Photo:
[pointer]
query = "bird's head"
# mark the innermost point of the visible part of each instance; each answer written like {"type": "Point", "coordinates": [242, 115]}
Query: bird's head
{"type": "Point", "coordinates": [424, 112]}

————

Consigne: Transformez l'ensemble des lignes ci-dessus en une liste JSON de chaînes de caractères, à raison d'une chaîne par ligne, en omettant les lignes vides.

Résultat final:
[
  "Photo:",
  "[pointer]",
  "query = \"bird's head\"",
  "# mark the innermost point of the visible part of each instance; each answer written like {\"type\": \"Point\", \"coordinates\": [242, 115]}",
  "Query: bird's head",
  "{\"type\": \"Point\", \"coordinates\": [424, 112]}"
]